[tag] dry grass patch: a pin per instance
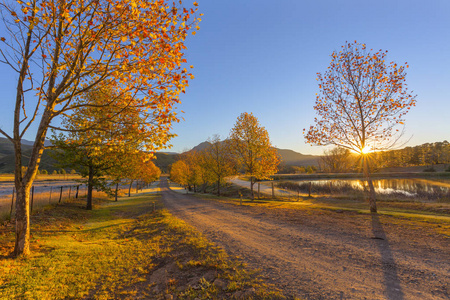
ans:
(121, 250)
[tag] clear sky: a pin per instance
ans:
(262, 56)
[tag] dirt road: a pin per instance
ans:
(318, 254)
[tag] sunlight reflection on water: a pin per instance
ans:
(409, 187)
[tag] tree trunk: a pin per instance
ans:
(22, 246)
(218, 187)
(90, 184)
(372, 195)
(251, 188)
(129, 188)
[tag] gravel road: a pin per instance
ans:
(319, 254)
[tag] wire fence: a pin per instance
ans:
(42, 195)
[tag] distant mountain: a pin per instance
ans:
(292, 158)
(164, 160)
(31, 143)
(202, 146)
(288, 157)
(7, 157)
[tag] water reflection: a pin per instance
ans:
(409, 187)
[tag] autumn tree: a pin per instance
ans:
(361, 103)
(63, 49)
(119, 146)
(179, 172)
(250, 144)
(218, 161)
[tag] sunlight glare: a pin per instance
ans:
(365, 150)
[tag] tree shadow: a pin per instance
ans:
(390, 272)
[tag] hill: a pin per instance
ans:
(288, 157)
(164, 160)
(292, 158)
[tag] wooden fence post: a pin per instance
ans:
(258, 190)
(32, 199)
(12, 203)
(60, 195)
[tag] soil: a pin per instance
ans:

────────────────────

**Given request**
Copy the entire listing above without any changes, but leave out the picture.

**Answer**
[tag] dry grass patch: a pin per instance
ans:
(121, 250)
[tag] clear sky: a pin per instance
ans:
(262, 56)
[tag] dirt road: a pin per instance
ans:
(318, 254)
[tag] sunlight reflection on water: a pin per instance
ans:
(409, 187)
[tag] tree trunk: a pin per instance
ans:
(22, 246)
(218, 187)
(90, 184)
(372, 195)
(251, 188)
(129, 188)
[tag] gravel road: a pin per instance
ans:
(319, 254)
[tag] wire fence: a pin per instance
ans:
(42, 195)
[tag] distant mountain: a pin per instance
ans:
(292, 158)
(164, 160)
(31, 143)
(202, 146)
(288, 157)
(7, 157)
[tag] water reflection: a pin per instance
ans:
(409, 187)
[tag] autumn tree: a pin per instance
ans:
(361, 103)
(63, 49)
(119, 146)
(179, 172)
(250, 144)
(218, 161)
[tag] sunlight glare: a pin per instance
ans:
(365, 150)
[tag] tree shadow: a pin per instance
ans:
(390, 272)
[tag] hill: a pin per instance
ans:
(288, 157)
(164, 160)
(292, 158)
[tag] wooden fence post: a pin per instance
ans:
(258, 190)
(32, 199)
(12, 203)
(60, 195)
[tag] soil: a pin per instance
ans:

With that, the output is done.